*TASK TO CARRY OUT*.
Nothing in the records may be left out; restate them word for word.

= = = =

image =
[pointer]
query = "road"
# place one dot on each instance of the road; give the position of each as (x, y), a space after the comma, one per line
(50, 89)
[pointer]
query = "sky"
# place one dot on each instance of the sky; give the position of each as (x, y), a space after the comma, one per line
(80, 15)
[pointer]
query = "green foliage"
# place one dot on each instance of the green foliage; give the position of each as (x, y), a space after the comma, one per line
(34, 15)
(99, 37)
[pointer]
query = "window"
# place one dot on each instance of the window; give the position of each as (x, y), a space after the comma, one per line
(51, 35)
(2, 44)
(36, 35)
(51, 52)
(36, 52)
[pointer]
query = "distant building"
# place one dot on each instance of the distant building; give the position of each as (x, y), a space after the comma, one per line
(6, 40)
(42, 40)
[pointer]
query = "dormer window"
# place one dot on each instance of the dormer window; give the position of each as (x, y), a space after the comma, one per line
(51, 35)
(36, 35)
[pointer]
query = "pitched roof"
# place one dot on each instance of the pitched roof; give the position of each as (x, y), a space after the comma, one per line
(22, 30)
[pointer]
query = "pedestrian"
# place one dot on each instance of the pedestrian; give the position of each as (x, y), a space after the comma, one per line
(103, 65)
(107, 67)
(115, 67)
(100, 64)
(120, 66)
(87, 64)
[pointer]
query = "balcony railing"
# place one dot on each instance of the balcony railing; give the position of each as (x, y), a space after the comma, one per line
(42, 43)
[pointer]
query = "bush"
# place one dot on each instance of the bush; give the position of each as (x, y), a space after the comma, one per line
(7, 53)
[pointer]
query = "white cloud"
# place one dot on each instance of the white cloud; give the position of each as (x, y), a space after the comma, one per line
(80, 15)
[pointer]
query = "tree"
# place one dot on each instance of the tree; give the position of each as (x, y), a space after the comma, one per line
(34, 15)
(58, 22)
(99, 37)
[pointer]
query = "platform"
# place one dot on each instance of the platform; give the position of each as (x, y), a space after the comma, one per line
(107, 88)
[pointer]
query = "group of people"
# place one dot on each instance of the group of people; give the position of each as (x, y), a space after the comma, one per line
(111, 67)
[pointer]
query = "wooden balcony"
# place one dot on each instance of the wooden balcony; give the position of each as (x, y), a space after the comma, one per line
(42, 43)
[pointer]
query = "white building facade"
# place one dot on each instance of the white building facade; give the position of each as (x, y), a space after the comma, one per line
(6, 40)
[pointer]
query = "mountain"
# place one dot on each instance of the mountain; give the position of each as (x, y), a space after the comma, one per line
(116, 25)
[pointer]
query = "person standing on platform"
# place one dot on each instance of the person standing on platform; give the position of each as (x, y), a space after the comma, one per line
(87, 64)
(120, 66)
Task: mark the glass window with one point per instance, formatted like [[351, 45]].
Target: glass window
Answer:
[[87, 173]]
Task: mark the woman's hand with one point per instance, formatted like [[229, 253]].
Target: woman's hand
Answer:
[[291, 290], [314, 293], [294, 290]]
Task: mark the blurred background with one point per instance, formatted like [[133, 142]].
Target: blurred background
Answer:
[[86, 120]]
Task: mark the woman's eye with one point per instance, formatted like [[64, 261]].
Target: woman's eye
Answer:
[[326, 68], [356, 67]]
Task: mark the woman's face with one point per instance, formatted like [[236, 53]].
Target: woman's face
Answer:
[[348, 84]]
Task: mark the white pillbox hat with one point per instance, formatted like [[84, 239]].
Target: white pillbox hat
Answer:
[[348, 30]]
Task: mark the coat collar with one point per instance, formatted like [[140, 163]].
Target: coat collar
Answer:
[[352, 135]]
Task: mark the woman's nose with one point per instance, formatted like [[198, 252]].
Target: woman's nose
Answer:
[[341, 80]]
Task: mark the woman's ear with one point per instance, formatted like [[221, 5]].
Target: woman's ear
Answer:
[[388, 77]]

= = = =

*EXERCISE OUTPUT*.
image =
[pointer]
query = "road"
# place one dot on each instance of the road; give the position of each as (x, y), a space after the comma, one per line
(50, 89)
[pointer]
query = "sky"
# place one dot on each instance of the sky; give the position of each as (x, y), a space after the comma, one per line
(80, 15)
[pointer]
query = "green foliage"
# place one dot on each instance of the green foliage; give the position of each as (x, y), a space after the comma, one per line
(34, 15)
(99, 37)
[pointer]
query = "window"
# place one dot on each instance of the window; give the position of each as (x, y), a space after the comma, one per line
(51, 35)
(2, 44)
(36, 35)
(51, 52)
(36, 52)
[pointer]
query = "distant building"
# place one dot on each instance of the distant building; give the position of each as (x, y), a space after the comma, one per line
(6, 40)
(42, 40)
[pointer]
query = "dormer window"
# place one dot on each instance of the dormer window; give the position of each as (x, y), a space after the comma, one per line
(51, 35)
(36, 35)
[pointer]
query = "pitched roof"
# place one dot on each instance of the pitched roof; give the position of each as (x, y), a space after the comma, one per line
(22, 30)
[pointer]
query = "pedestrian"
# place one dot on each instance of the pedestrian; give the position of each as (x, y), a space after the comma, one per line
(103, 65)
(107, 67)
(115, 67)
(100, 64)
(120, 66)
(87, 64)
[pointer]
query = "balcony railing"
# place one dot on each instance of the balcony railing; give the position of each as (x, y), a space after the comma, one per line
(42, 43)
[pointer]
query = "bush"
# place one dot on each instance of the bush; give the position of each as (x, y), a space after the comma, one per line
(7, 53)
[pointer]
query = "white cloud"
# place one dot on each instance of the white cloud; give the position of each as (x, y), a space after the comma, one per line
(80, 15)
[pointer]
query = "tree"
# place one dot on each instance of the tree; give the position of each as (x, y), a space after the comma, one per line
(34, 15)
(58, 22)
(99, 37)
[pointer]
query = "platform"
# place one dot on each instance of the platform; give the position of each as (x, y), a space after the comma, one per line
(107, 88)
[pointer]
query = "group of people"
# place one dot on each instance of the group of people; give the position of each as (x, y), a space after the comma, one per line
(111, 67)
[pointer]
query = "wooden balcony"
# place one dot on each instance of the wooden balcony; give the position of each as (x, y), a space after the comma, one per line
(42, 43)
[pointer]
query = "white building facade"
# place one dot on each instance of the white building facade; give the position of each as (x, y), a space after the comma, one per line
(6, 40)
[pointer]
query = "mountain"
# place one dot on each instance of the mountain; give the position of each as (x, y), a space after the comma, one per line
(116, 25)
[pointer]
query = "person standing on platform"
# place one dot on each instance of the person standing on platform; give the position of each as (x, y), a space after the comma, one per line
(87, 64)
(120, 66)
Task: mark the glass window with one point per instance, formatted like [[351, 45]].
Target: glass window
Answer:
[[87, 173]]
Task: mark the woman's hand with one point per instance, formatted like [[229, 253]].
Target: woman's hand
Answer:
[[291, 290], [314, 293], [294, 290]]
Task: mark the blurred background with one point per instance, formatted like [[133, 142]].
Target: blurred background
Answer:
[[86, 120]]
Task: mark the woman's eye with one point per instance, formatted like [[64, 261]].
Target: woman's eye
Answer:
[[326, 68], [356, 67]]
Task: mark the woman's face with one point per instance, formatted like [[236, 53]].
Target: woman's face
Answer:
[[348, 84]]
Task: mark the white pillbox hat with one point per instance, formatted like [[84, 239]].
Target: white pillbox hat
Answer:
[[348, 30]]
Task: mark the coat collar with one point per instance, formatted like [[140, 163]].
Target: coat collar
Answer:
[[352, 135]]
Task: mark the woman's nose with one point per instance, formatted like [[198, 252]].
Target: woman's nose
Answer:
[[341, 80]]
Task: mark the woman's ear with one point per instance, formatted like [[221, 5]].
Target: woman's ear
Answer:
[[388, 77]]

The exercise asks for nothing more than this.